• [PROBLEM DETAILS]:
Count the lines in the data below that contain the word "every" and reply with that number alone.

• [DATA LISTING]:

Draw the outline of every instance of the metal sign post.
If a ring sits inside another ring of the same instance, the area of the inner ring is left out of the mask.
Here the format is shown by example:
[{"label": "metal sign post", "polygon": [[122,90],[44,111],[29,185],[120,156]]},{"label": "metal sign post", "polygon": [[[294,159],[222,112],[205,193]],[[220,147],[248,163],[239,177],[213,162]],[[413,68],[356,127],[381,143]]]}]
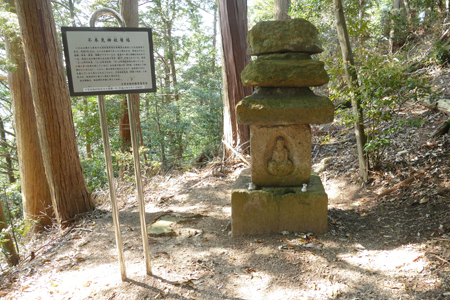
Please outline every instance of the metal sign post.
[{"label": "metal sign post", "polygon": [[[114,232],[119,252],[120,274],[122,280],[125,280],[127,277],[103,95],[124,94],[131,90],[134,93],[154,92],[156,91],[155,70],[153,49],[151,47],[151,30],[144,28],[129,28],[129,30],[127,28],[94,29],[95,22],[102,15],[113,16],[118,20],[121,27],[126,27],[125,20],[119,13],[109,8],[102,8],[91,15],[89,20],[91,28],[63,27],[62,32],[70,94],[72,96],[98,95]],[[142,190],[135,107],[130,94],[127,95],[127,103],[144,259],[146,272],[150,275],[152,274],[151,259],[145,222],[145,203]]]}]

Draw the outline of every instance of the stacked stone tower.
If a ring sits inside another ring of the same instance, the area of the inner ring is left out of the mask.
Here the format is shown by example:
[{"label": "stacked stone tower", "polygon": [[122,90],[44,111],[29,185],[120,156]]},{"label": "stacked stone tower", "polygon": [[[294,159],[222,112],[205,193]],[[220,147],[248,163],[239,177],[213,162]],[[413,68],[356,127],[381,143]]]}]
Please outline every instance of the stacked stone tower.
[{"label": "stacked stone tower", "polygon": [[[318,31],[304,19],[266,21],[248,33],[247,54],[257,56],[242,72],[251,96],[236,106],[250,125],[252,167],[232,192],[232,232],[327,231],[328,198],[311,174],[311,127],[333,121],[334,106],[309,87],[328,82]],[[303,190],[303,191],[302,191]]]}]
--
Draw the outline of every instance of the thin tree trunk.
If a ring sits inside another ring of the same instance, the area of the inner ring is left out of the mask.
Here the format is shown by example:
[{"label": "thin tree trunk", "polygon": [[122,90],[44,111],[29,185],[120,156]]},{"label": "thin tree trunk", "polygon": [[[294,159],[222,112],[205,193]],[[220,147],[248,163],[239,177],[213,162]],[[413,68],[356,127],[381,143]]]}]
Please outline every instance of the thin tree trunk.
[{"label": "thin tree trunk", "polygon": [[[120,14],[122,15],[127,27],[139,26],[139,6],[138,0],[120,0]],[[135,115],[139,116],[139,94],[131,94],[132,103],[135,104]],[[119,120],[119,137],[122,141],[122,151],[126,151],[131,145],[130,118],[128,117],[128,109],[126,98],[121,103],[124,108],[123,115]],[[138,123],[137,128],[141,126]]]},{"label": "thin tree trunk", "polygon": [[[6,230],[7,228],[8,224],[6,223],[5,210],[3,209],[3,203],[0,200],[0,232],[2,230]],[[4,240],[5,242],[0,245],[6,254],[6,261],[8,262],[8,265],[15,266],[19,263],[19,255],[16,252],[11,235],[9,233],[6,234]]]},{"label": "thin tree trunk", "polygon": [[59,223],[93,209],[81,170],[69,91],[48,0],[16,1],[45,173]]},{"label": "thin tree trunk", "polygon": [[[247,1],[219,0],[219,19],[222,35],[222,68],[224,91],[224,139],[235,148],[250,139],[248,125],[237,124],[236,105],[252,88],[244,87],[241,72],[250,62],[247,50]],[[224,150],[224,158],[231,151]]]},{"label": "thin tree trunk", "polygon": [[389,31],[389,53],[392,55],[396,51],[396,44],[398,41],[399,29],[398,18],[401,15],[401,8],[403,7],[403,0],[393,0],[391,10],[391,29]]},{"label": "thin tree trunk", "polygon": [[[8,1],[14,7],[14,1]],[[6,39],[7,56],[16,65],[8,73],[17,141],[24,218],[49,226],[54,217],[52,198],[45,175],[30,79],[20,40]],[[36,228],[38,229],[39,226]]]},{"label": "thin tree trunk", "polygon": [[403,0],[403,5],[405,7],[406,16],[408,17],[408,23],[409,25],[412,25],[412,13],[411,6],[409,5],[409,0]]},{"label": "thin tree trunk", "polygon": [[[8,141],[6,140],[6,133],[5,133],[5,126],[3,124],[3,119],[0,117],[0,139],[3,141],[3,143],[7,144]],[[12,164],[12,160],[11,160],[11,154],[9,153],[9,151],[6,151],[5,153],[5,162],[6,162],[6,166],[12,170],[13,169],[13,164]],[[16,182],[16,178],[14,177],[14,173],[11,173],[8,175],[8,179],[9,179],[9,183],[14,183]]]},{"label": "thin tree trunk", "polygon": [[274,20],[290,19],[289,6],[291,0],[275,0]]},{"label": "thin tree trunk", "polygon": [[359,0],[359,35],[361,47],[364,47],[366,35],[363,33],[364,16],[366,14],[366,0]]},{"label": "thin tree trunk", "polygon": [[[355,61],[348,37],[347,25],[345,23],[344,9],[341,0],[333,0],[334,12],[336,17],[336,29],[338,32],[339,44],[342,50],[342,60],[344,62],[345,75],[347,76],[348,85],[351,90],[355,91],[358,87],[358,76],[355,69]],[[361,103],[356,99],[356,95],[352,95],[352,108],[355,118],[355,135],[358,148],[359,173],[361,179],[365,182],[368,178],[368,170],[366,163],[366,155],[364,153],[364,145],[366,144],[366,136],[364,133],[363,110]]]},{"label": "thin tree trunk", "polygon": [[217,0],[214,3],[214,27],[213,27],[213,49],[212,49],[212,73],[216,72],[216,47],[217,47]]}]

• [SOLUTION FOR THIS TASK]:
6